**The records:**
====

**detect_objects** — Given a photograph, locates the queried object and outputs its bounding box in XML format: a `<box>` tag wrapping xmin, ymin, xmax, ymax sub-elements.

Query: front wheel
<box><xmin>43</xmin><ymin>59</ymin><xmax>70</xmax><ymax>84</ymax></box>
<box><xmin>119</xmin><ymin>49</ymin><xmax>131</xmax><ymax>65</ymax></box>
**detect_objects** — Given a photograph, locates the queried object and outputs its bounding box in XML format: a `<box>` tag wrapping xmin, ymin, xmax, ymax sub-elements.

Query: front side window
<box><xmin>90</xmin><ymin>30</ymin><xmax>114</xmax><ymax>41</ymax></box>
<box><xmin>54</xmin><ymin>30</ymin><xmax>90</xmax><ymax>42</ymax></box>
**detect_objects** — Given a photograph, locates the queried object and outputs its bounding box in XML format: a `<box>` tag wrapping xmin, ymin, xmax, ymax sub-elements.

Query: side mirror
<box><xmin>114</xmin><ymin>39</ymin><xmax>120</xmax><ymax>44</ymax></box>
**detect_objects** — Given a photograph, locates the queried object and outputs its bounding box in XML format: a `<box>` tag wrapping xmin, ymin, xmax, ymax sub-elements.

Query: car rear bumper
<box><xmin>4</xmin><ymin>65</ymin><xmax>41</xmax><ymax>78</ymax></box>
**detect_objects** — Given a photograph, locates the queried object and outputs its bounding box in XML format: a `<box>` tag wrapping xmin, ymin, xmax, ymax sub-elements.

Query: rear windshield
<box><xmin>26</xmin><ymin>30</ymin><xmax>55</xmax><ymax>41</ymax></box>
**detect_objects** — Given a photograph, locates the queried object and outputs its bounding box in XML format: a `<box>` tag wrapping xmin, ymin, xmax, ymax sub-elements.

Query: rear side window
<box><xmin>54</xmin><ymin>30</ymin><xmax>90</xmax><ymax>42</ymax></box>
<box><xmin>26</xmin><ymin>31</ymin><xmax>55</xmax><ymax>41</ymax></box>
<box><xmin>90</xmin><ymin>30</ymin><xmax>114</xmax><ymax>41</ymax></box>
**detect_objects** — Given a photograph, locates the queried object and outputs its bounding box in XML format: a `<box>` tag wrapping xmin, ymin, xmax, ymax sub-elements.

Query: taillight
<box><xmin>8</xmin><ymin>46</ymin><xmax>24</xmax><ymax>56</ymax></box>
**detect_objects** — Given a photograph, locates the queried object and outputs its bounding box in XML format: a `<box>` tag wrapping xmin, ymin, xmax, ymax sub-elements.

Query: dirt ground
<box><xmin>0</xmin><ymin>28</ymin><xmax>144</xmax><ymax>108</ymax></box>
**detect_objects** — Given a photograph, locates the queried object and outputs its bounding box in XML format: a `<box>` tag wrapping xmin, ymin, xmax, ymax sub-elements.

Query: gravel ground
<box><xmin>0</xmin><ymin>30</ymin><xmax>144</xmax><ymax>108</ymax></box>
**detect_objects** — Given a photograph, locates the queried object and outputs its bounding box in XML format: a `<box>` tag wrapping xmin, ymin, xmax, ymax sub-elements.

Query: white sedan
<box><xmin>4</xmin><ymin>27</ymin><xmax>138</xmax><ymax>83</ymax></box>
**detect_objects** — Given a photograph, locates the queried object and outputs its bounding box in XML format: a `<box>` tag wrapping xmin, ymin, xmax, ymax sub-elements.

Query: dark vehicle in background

====

**Problem:** Pull out every line of the rows above that contains the word "Query" and copy each one in full.

**Task output:**
Query: front wheel
Query: front side window
Query: side mirror
Query: car rear bumper
Query: rear windshield
Query: rear side window
Query: taillight
Query: dirt ground
Query: gravel ground
Query: white sedan
Query: dark vehicle in background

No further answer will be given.